◆ Task to carry out ◆
The required output is all lines below that contain the word "marble".

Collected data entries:
- Opening Delimiter -
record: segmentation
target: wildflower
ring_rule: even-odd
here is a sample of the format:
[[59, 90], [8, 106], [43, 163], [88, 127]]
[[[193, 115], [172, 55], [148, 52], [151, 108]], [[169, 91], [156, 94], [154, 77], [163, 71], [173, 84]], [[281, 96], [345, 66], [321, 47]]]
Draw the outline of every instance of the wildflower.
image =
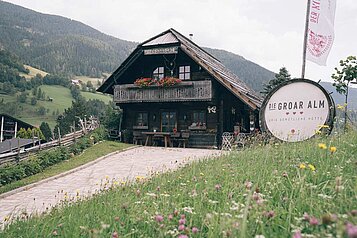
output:
[[204, 173], [200, 173], [201, 176], [204, 176], [205, 174]]
[[185, 223], [186, 223], [186, 219], [181, 218], [181, 219], [179, 220], [179, 225], [184, 225]]
[[324, 143], [319, 143], [318, 146], [319, 146], [319, 148], [322, 149], [322, 150], [326, 150], [326, 149], [327, 149], [327, 146], [326, 146], [326, 144], [324, 144]]
[[192, 227], [192, 233], [197, 234], [198, 233], [198, 228], [197, 227]]
[[157, 222], [162, 222], [164, 220], [164, 217], [163, 216], [161, 216], [161, 215], [156, 215], [155, 216], [155, 221], [157, 221]]
[[216, 191], [219, 191], [219, 190], [221, 190], [222, 185], [216, 184], [216, 185], [214, 185], [214, 188], [216, 189]]
[[305, 212], [304, 215], [303, 215], [303, 219], [305, 221], [309, 221], [310, 220], [310, 215], [307, 212]]
[[275, 212], [274, 211], [264, 212], [264, 216], [266, 216], [267, 218], [273, 218], [275, 216]]
[[139, 182], [139, 181], [144, 180], [144, 179], [145, 179], [144, 176], [135, 176], [136, 182]]
[[112, 234], [112, 238], [119, 238], [118, 232], [114, 231]]
[[296, 231], [293, 235], [293, 238], [302, 238], [301, 231]]
[[253, 186], [253, 183], [252, 183], [252, 182], [250, 182], [250, 181], [246, 181], [246, 182], [245, 182], [245, 188], [246, 188], [246, 189], [251, 189], [252, 186]]
[[179, 235], [178, 238], [188, 238], [187, 235]]
[[253, 198], [253, 200], [258, 201], [260, 199], [260, 194], [254, 192], [252, 198]]
[[115, 220], [115, 221], [119, 221], [120, 218], [119, 218], [119, 217], [114, 217], [114, 220]]
[[53, 236], [57, 236], [57, 235], [58, 235], [57, 230], [54, 230], [54, 231], [52, 232], [52, 235], [53, 235]]
[[306, 168], [306, 165], [305, 165], [304, 163], [301, 163], [301, 164], [299, 165], [299, 168], [300, 168], [300, 169], [305, 169], [305, 168]]
[[179, 231], [185, 230], [185, 225], [179, 225], [179, 226], [178, 226], [178, 230], [179, 230]]
[[[184, 207], [182, 210], [183, 210], [184, 212], [187, 212], [187, 213], [193, 213], [193, 207]], [[184, 218], [185, 218], [185, 215], [182, 214], [182, 215], [181, 215], [181, 218], [184, 219]]]
[[284, 172], [284, 173], [283, 173], [283, 177], [284, 177], [284, 178], [287, 178], [287, 177], [288, 177], [288, 173], [287, 173], [287, 172]]
[[346, 233], [348, 238], [357, 238], [357, 226], [347, 223]]
[[173, 218], [174, 218], [174, 216], [173, 216], [172, 214], [169, 214], [169, 215], [167, 216], [167, 219], [169, 219], [169, 221], [171, 221]]
[[337, 150], [337, 148], [336, 148], [335, 146], [331, 146], [331, 147], [330, 147], [330, 152], [331, 152], [331, 154], [335, 153], [336, 150]]
[[337, 109], [343, 110], [343, 109], [345, 109], [345, 107], [343, 105], [337, 104]]
[[311, 217], [309, 223], [312, 226], [317, 226], [319, 224], [319, 220], [317, 220], [315, 217]]
[[309, 164], [309, 169], [311, 169], [311, 171], [315, 171], [315, 166], [313, 166], [312, 164]]

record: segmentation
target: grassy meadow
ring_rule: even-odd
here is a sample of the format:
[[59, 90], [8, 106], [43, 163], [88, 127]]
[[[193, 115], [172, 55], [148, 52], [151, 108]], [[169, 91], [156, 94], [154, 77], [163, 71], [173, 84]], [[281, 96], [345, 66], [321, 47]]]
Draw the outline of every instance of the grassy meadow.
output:
[[133, 182], [106, 178], [101, 194], [0, 236], [356, 237], [356, 144], [353, 132], [256, 145]]
[[[26, 103], [20, 103], [21, 108], [17, 110], [16, 117], [30, 123], [32, 125], [39, 126], [41, 122], [46, 121], [51, 128], [56, 125], [57, 113], [63, 113], [65, 109], [71, 107], [72, 101], [74, 100], [71, 95], [69, 88], [59, 86], [59, 85], [41, 85], [42, 92], [45, 93], [46, 98], [51, 97], [53, 101], [48, 100], [37, 100], [36, 105], [31, 105], [30, 100], [32, 97], [32, 92], [28, 91], [28, 98]], [[98, 99], [105, 103], [109, 103], [112, 97], [91, 92], [81, 92], [81, 95], [87, 99]], [[4, 102], [16, 102], [17, 94], [15, 95], [1, 95]], [[46, 115], [39, 115], [37, 113], [40, 107], [46, 109]]]
[[20, 76], [25, 77], [26, 79], [31, 79], [33, 77], [35, 77], [37, 74], [40, 74], [42, 77], [45, 77], [48, 73], [45, 71], [42, 71], [40, 69], [36, 69], [30, 65], [24, 65], [26, 69], [29, 70], [28, 74], [25, 73], [20, 73]]

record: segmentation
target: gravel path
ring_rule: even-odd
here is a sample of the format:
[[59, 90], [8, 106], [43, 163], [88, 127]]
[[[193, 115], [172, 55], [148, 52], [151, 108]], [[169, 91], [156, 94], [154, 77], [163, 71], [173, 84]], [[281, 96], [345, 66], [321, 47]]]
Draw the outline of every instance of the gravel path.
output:
[[47, 179], [26, 190], [3, 194], [0, 198], [0, 224], [24, 212], [44, 212], [77, 193], [93, 194], [100, 189], [101, 181], [108, 178], [131, 180], [136, 176], [148, 176], [150, 171], [175, 169], [180, 164], [219, 154], [218, 150], [136, 147], [99, 158], [82, 169]]

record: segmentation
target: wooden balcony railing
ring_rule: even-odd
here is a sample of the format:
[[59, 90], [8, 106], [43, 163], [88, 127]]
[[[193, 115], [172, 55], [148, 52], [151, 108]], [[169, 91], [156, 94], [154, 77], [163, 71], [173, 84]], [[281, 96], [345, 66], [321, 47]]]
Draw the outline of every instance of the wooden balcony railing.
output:
[[170, 87], [149, 86], [140, 88], [134, 84], [122, 84], [114, 87], [115, 103], [137, 102], [182, 102], [211, 101], [212, 82], [191, 81], [181, 82]]

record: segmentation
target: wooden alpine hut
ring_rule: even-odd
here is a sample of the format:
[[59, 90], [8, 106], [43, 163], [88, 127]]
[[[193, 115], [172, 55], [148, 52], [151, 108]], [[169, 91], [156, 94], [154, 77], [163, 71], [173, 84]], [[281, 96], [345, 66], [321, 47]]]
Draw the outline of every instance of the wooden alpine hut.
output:
[[223, 132], [259, 128], [260, 96], [174, 29], [138, 45], [97, 91], [113, 94], [124, 140], [137, 143], [161, 136], [165, 144], [213, 148]]

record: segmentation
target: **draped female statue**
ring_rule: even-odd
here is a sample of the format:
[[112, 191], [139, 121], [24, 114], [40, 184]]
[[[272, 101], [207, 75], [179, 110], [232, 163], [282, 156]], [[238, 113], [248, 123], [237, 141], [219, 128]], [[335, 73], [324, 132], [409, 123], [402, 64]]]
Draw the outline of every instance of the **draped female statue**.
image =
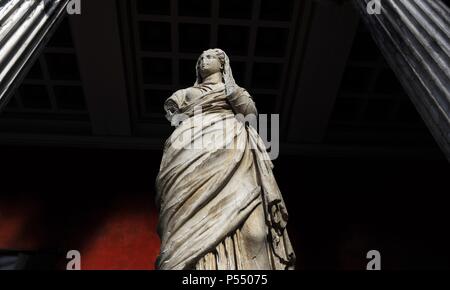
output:
[[[176, 129], [156, 179], [156, 268], [293, 269], [273, 164], [257, 131], [236, 117], [257, 115], [254, 101], [236, 84], [220, 49], [201, 54], [196, 78], [164, 104]], [[198, 141], [201, 146], [191, 146]]]

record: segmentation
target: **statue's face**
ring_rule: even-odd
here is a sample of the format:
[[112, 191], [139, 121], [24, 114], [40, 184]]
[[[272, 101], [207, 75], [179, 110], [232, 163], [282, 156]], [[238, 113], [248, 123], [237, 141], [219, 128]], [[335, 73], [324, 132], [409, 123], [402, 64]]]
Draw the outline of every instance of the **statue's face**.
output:
[[213, 51], [205, 51], [199, 58], [198, 69], [202, 78], [221, 72], [223, 67]]

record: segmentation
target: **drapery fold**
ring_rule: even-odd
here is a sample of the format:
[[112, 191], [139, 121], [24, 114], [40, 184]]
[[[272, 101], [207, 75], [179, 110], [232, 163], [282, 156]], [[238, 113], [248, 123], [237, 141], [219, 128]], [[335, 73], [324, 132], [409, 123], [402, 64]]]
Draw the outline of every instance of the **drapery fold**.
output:
[[[197, 100], [180, 90], [165, 108], [170, 120], [179, 114], [187, 119], [167, 140], [156, 180], [156, 267], [293, 268], [273, 164], [256, 130], [235, 118], [223, 86], [206, 89]], [[262, 245], [261, 254], [252, 253], [252, 243]]]

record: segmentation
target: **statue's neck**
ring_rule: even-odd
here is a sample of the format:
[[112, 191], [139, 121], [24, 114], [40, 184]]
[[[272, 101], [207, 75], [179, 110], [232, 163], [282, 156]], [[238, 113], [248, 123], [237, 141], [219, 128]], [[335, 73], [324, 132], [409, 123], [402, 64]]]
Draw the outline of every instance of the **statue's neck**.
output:
[[202, 81], [202, 84], [218, 84], [222, 82], [222, 73], [216, 72], [207, 77], [205, 77]]

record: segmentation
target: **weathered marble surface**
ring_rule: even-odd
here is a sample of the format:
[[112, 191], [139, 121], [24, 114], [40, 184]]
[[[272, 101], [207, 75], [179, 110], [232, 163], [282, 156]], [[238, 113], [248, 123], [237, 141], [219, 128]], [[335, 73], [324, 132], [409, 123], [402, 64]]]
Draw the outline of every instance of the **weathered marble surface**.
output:
[[[288, 213], [273, 164], [256, 130], [235, 116], [256, 115], [255, 103], [236, 85], [222, 50], [203, 52], [196, 72], [193, 87], [165, 102], [167, 118], [178, 126], [165, 144], [156, 180], [156, 266], [293, 269]], [[180, 114], [187, 116], [181, 124]], [[194, 132], [192, 138], [179, 138], [186, 132]], [[214, 140], [215, 146], [186, 148], [199, 140]]]

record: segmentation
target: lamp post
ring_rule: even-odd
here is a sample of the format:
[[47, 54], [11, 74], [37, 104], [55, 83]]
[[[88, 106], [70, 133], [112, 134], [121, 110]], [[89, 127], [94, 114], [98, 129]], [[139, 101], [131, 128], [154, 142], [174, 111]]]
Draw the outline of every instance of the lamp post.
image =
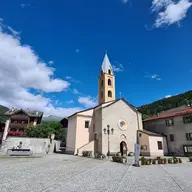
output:
[[107, 125], [107, 129], [104, 128], [103, 131], [104, 131], [104, 134], [108, 135], [108, 153], [107, 153], [107, 156], [108, 156], [108, 159], [109, 159], [109, 154], [110, 154], [109, 135], [113, 134], [114, 129], [113, 128], [110, 129], [110, 125]]

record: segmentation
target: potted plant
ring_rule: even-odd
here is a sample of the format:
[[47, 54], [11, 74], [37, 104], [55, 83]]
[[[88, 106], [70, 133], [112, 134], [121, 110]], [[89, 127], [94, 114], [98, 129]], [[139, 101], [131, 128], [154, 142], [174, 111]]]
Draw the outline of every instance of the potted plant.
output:
[[141, 157], [141, 165], [145, 165], [145, 161], [146, 161], [146, 159], [145, 159], [145, 157], [143, 156], [143, 157]]
[[172, 158], [169, 158], [169, 159], [168, 159], [168, 163], [172, 164], [172, 163], [173, 163], [173, 159], [172, 159]]
[[126, 157], [121, 157], [121, 163], [127, 163], [127, 158]]
[[167, 159], [166, 158], [163, 159], [163, 164], [167, 164]]
[[150, 161], [150, 159], [146, 159], [146, 165], [150, 165], [151, 164], [151, 161]]
[[181, 160], [181, 158], [178, 158], [178, 160], [179, 160], [179, 163], [182, 163], [182, 160]]
[[176, 157], [173, 157], [173, 163], [174, 164], [178, 163], [178, 159]]
[[189, 157], [189, 161], [190, 161], [190, 162], [192, 162], [192, 156], [191, 156], [191, 157]]
[[156, 159], [152, 159], [152, 164], [156, 164], [157, 163], [157, 161], [156, 161]]

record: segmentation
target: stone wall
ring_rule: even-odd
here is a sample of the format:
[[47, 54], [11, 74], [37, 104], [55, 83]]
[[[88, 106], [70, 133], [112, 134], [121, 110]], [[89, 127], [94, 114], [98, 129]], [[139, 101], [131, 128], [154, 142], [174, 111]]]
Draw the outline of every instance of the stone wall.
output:
[[8, 149], [16, 148], [20, 142], [22, 142], [22, 148], [31, 149], [33, 154], [45, 154], [48, 151], [49, 144], [49, 153], [53, 153], [55, 145], [57, 151], [60, 147], [60, 141], [53, 140], [50, 143], [50, 139], [48, 138], [7, 137], [2, 143], [0, 151], [6, 153]]

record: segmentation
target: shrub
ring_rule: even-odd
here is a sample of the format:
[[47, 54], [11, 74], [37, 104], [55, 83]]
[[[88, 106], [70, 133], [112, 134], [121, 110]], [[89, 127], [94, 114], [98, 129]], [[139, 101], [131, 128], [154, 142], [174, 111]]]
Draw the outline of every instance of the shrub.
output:
[[105, 159], [105, 155], [101, 154], [101, 153], [95, 153], [95, 158], [96, 159]]
[[169, 159], [168, 159], [168, 163], [170, 163], [170, 164], [173, 163], [173, 159], [172, 159], [172, 158], [169, 158]]
[[83, 157], [91, 157], [92, 156], [92, 151], [83, 151], [82, 155], [83, 155]]
[[124, 156], [120, 156], [119, 153], [115, 154], [112, 156], [112, 160], [113, 162], [117, 162], [117, 163], [126, 163], [127, 162], [127, 158]]
[[133, 153], [133, 152], [130, 152], [130, 153], [128, 154], [128, 156], [134, 156], [134, 153]]
[[181, 158], [178, 158], [178, 160], [179, 160], [179, 163], [182, 163], [182, 160], [181, 160]]
[[156, 159], [152, 159], [152, 164], [156, 164], [157, 160]]
[[192, 162], [192, 156], [191, 156], [191, 157], [189, 157], [189, 161], [190, 161], [190, 162]]

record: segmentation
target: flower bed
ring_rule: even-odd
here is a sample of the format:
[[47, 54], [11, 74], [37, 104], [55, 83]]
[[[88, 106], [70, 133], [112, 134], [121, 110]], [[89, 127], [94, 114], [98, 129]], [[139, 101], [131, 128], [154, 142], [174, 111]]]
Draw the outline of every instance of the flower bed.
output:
- Closing Delimiter -
◆ Task result ◆
target: **weathered marble surface**
Draw the outline of every instance of the **weathered marble surface**.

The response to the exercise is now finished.